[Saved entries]

[Start of section]

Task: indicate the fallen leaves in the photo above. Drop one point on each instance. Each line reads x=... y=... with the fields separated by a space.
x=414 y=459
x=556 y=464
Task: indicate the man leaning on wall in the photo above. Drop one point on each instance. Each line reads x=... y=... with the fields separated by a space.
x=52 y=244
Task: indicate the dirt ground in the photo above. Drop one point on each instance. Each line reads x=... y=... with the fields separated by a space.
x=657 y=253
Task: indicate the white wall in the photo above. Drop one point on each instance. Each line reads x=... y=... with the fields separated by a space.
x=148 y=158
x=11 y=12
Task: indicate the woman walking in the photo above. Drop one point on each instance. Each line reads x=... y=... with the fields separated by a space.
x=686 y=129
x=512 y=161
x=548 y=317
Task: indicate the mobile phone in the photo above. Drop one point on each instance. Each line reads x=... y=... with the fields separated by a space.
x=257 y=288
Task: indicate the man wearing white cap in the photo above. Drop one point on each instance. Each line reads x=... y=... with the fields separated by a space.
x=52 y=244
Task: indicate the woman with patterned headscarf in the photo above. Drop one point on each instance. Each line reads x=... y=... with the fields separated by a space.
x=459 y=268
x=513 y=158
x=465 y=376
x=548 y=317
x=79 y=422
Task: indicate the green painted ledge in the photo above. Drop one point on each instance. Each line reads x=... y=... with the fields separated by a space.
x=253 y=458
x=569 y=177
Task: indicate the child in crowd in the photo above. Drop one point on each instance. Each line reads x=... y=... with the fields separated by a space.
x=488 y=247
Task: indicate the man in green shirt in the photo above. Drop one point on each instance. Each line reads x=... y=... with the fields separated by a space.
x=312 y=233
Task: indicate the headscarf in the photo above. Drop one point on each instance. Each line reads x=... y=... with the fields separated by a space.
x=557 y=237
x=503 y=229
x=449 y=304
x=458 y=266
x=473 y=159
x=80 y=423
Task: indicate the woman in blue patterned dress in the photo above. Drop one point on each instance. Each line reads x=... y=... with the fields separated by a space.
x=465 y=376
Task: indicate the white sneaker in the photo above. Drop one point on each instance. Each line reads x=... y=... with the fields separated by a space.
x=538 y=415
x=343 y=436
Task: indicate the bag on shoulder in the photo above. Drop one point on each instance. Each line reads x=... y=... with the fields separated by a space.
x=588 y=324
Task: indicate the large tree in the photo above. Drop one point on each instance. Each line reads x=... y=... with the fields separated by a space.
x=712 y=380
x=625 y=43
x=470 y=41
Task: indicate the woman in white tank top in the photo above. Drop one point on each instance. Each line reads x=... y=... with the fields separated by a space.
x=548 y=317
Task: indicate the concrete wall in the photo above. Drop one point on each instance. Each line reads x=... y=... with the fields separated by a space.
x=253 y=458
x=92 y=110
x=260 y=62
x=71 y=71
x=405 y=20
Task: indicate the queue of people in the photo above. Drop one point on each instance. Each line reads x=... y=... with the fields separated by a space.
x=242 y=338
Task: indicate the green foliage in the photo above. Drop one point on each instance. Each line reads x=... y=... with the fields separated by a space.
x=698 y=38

[End of section]

> [Required work] The data above needs to be given again exactly, with no line left out.

> [Completed task]
Task: indicate the fallen leaves in the photo above. Drop one point on each instance. Each line reads x=... y=... with the fields separated by a space.
x=414 y=459
x=556 y=464
Task: indicate the man leaning on wall in the photo above. Drop one point on each instance. Each line reads x=... y=... with the fields separated by a space.
x=52 y=244
Task: indicate the dirt ground in the photo above. Drop one point on each instance. Each line reads x=... y=... with the fields separated by a space.
x=657 y=253
Task: indicate the white wall in the photo above. Drop one point on each instance. Each line reads x=... y=... with the fields separated by a space.
x=148 y=158
x=11 y=12
Task: indicate the woman walking in the photo above. Drop one point on each instance. Each line reads x=... y=... with the fields separated by a space.
x=686 y=129
x=512 y=161
x=548 y=317
Task: indicate the mobile phone in the photo above. Drop one point on each instance. Each line reads x=... y=... with the fields separated by a space.
x=257 y=288
Task: indicate the man wearing white cap in the photo above. Drop one point on each instance. Each line reads x=... y=... with the fields separated by a space.
x=52 y=244
Task: indicate the woman with patterned headscarf in the photo above. Drop one point on each instance. Each line reads x=... y=... with the fields separated by a space.
x=459 y=268
x=513 y=158
x=465 y=376
x=548 y=317
x=79 y=422
Task: indicate the green painted ledge in the photo above. Drop one point on each instance. Each line reads x=... y=... with the fields separated by a space.
x=253 y=458
x=569 y=177
Task: indicate the child in crowd in the photo above. Drop one point on each instance. Each line reads x=... y=... with the fields separated by a space.
x=488 y=247
Task: indicate the man in green shirt in the photo above. Drop one point on each instance. Each line reads x=... y=... with the fields separated by a space.
x=312 y=233
Task: indicate the headscarf in the photo above. Drop one point on each instance. Each line reads x=... y=... with the fields separated by a space.
x=557 y=237
x=503 y=229
x=449 y=304
x=458 y=266
x=473 y=159
x=80 y=423
Task: indicate the woman in blue patterned dress in the photo above. Drop one point on each instance. Each line reads x=... y=... with the fields separated by a space.
x=465 y=376
Task: indicate the white sneaker in the photo above. Drop one point on each instance. Each line reads x=... y=... with the fields separated by a space.
x=538 y=415
x=343 y=436
Task: indicate the bag on shoulder in the photo above. Drop one point on each instance. Each line reads x=... y=... with the fields separated by a space.
x=588 y=324
Task: indicate the large tree in the photo above. Drop one point on each instance. Each line reads x=... y=... with the fields separated by a space.
x=712 y=380
x=625 y=43
x=470 y=41
Task: indicate the woman in white tank top in the photo above. Drop one point on each instance. Each line reads x=... y=... with the fields separated by a space.
x=548 y=317
Task: indicate the concrete wall in the photo above. Drop one point on each instance. Each line reads x=... y=... with the fields separated by a space.
x=253 y=458
x=92 y=110
x=260 y=62
x=71 y=71
x=405 y=20
Task: indicate the queue of people in the photo above. Drop one point on each instance. Each line reads x=... y=... with the fields separated by a space.
x=242 y=338
Task: indicate the green foliage in the photo above. Drop one point on each instance. Each line reads x=... y=... with the fields separated by a space.
x=698 y=38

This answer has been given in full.